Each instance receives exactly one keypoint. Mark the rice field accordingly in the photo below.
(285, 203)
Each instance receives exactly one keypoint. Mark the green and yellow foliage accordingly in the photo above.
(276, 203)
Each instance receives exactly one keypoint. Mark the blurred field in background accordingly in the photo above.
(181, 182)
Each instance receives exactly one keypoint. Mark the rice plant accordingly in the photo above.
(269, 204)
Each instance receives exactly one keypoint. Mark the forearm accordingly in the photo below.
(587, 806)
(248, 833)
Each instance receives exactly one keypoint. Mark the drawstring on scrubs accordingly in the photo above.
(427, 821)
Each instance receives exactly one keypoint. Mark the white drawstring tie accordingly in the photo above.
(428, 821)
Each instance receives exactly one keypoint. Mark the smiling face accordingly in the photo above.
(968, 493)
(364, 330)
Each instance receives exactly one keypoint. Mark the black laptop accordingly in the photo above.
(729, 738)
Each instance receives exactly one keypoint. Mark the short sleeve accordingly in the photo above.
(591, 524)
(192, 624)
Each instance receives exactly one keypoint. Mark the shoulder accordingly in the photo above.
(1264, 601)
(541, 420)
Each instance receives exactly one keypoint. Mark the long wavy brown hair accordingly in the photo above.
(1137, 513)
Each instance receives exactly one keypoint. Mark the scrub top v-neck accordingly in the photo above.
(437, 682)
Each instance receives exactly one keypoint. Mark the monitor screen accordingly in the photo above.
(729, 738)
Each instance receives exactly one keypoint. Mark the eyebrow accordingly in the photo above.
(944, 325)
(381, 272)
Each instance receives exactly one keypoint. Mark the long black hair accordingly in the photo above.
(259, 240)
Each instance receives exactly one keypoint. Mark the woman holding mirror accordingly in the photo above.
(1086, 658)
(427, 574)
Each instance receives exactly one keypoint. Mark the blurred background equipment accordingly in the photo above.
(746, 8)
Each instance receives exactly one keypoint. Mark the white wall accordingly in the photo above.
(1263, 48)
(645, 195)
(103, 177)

_What to work on_:
Add 121 to every coordinate value in the listing. Begin at the line that has "Each instance receives exactly one keypoint. Mark the long black", go through the end of the listing, and write out every line in that stretch, including the text lines, with only the coordinates changed.

_Worked answer_:
Each instance receives exactly one keypoint. Mark the long black hair accordingly in the photo above.
(380, 361)
Each instance receives exactly one keypoint. Mark the woman holding mirror accordingly in the photo above.
(1207, 779)
(548, 695)
Each instance receives exactly one keypoint. Mark the blurred background equipment accordingly in the photo above.
(867, 129)
Each instance receives exactly one keypoint. Mark the white wall accordingly in the photo above.
(1384, 169)
(766, 316)
(224, 298)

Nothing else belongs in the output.